╭─ Text provided
Skip to content

[R-meta] Questions about multilevel meta-analysis structure

6 messages · Isaac Calvin Saywell, Reza Norouzian, James Pustejovsky

#
Hello all,

I am conducting a multilevel meta-analysis, trying to compare effect sizes across 9 different cognitive domains (using cognitive domain as a categorical moderator). In my dataset some studies provide effect sizes for multiple cognitive domains (dependent effects), some provide only one effect size per cognitive domain, and not all studies contain effect sizes for all cognitive domains of interest. I have four questions:

1. Is my model correctly structured to account for dependency using the inner | outer formula (see MODEL 1 CODE below) or should I just specify random effects at the study and unique effect size level (see MODEL 2 CODE below).

# MODEL 1 CODE

## res <- rma.mv(vi,
                        V,
                        mods = ~ cog_domain,
                        random = list(~ cog_domain | study_id, ~ 1 | effectsize_id),
                        struct = "UN",
                        tdist = TRUE,
                        method = "REML",
                        data = dat)

# MODEL 2 CODE

## res <- rma.mv(vi,
                        V,
                        mods = ~ cog_domain,
                        random = list(~ 1 | study_id, ~ 1 | effectsize_id),# removed inner | outer formula
                        struct = "UN",
                        tdist = TRUE,
                        method = "REML",
                        data = dat)

2. If I do need to specify an inner | outer formula to compare effect sizes across cognitive domains, then is an unstructured variance-covariance matrix ("UN") most appropriate (allowing tau^2 to differ among cognitive domains) or should another structure be specified?

3. To account for effect size dependency is a variance-covariance matrix necessary (this is what my model currently uses) or is it ok to use sampling variance of each in the multilevel model.

4. When subsetting my data by one cognitive domain and investigating this same cognitive domain in a univariate multilevel model the effect estimate tends to be lower compared to when all cognitive domains are included in a single multilevel model as a moderator, is there a reason for this?

Help with any of these questions would be greatly appreciated.

Kind regards,
Isaac

University of Adelaide, Australia
Cognitive Neural Sciences Lab
#
Hi Isaac,

Comments inline below. (You've hit on something I'm interested in, so
apologies in advance!)

James

On Thu, Jul 20, 2023 at 12:17?AM Isaac Calvin Saywell via
R-sig-meta-analysis <r-sig-meta-analysis at r-project.org> wrote:

            
The syntax looks correct to me except for two things. First, the first
argument of each model should presumably be yi = yi rather than vi. Second,
in Model 2, the struct argument is not necessary and will be ignored (it's
only relevant for models where the random effects have inner | outer
structure).
╰─
╭─ Provided data
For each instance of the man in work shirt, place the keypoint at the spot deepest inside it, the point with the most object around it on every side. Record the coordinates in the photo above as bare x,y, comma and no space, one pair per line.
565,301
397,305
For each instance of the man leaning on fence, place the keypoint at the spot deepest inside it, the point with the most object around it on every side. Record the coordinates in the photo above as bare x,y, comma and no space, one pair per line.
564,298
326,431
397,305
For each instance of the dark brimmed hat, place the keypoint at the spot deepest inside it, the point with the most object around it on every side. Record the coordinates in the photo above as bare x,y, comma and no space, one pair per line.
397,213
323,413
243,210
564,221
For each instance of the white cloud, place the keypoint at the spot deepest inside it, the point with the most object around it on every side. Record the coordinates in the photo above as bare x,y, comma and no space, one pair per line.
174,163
╰─
» **Written tasks**:
[1] According to the reply in the meta-analysis thread, what should the first argument of each model presumably be?
[2] In the records, begin at the line that has "For each instance of the white" and continue through the end of the records. Repeat those lines, switching "white cloud" to "gray cloud" and leaving everything else unchanged.
The records are unrelated to the meta-analysis thread.

» **Solutions below**:
[1] It should presumably be yi = yi rather than vi.

[2]
For each instance of the gray cloud, place the keypoint at the spot deepest inside it, the point with the most object around it on every side. Record the coordinates in the photo above as bare x,y, comma and no space, one pair per line.
174,163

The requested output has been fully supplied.